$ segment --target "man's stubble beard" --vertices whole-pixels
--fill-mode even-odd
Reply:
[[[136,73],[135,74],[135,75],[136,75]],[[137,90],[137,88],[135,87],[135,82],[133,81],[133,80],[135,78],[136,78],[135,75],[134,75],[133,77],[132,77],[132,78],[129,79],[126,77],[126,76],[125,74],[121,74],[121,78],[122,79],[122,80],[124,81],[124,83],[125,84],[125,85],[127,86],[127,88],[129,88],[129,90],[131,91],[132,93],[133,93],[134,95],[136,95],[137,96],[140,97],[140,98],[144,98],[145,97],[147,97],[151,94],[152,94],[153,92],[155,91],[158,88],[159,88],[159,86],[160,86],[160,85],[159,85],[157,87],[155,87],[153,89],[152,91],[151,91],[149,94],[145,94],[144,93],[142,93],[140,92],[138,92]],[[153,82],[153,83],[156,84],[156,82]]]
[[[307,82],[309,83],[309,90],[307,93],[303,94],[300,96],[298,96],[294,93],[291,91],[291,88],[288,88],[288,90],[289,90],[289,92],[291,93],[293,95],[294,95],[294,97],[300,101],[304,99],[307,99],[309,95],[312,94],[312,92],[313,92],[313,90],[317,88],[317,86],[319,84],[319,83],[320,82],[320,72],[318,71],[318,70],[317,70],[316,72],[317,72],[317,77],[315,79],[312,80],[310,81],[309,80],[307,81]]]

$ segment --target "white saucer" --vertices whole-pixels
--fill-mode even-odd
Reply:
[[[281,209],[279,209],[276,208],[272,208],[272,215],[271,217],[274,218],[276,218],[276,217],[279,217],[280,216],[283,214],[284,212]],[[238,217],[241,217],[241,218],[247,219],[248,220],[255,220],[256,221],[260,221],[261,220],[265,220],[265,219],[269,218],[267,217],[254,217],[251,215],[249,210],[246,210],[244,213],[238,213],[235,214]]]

----

> Directive
Revise the material above so that each instance of "even-odd" becomes "nonzero", with every other character left intact.

> Task response
$ segment --target "man's stubble beard" --vertices whole-pixels
--fill-mode nonzero
Reply:
[[[136,73],[135,74],[135,75],[136,75]],[[137,90],[137,88],[135,87],[135,82],[133,81],[133,80],[135,78],[136,78],[135,75],[134,75],[133,77],[132,77],[132,78],[129,79],[126,77],[126,76],[125,74],[121,74],[121,78],[122,79],[122,80],[124,81],[124,83],[125,84],[125,85],[127,86],[127,88],[129,88],[129,90],[131,91],[132,93],[133,93],[134,95],[136,95],[137,96],[140,97],[140,98],[144,98],[145,97],[147,97],[151,94],[152,94],[153,92],[155,91],[158,88],[159,88],[159,86],[160,86],[160,85],[159,85],[157,87],[155,87],[153,89],[152,91],[151,91],[149,94],[145,94],[144,93],[142,93],[140,92],[138,92]],[[153,82],[153,83],[156,84],[156,82]]]
[[[307,82],[309,83],[309,90],[307,93],[303,94],[300,96],[298,96],[294,93],[291,91],[291,88],[288,88],[288,90],[289,90],[289,92],[291,93],[293,95],[294,95],[294,97],[300,101],[304,99],[307,99],[309,95],[312,94],[312,92],[313,92],[313,90],[317,88],[317,86],[319,84],[319,83],[320,82],[320,72],[318,71],[318,70],[317,70],[316,72],[317,72],[317,77],[315,79],[312,80],[310,81],[309,80],[307,81]]]

$ segment --target "white saucer" --vertices whole-pixels
--fill-mode nonzero
Reply:
[[[281,209],[279,209],[276,208],[272,208],[272,215],[271,217],[274,218],[276,218],[276,217],[279,217],[280,216],[283,214],[284,212]],[[238,217],[241,217],[241,218],[247,219],[248,220],[255,220],[256,221],[260,221],[261,220],[265,220],[265,219],[269,218],[267,217],[254,217],[251,215],[249,210],[246,210],[244,213],[238,213],[235,214]]]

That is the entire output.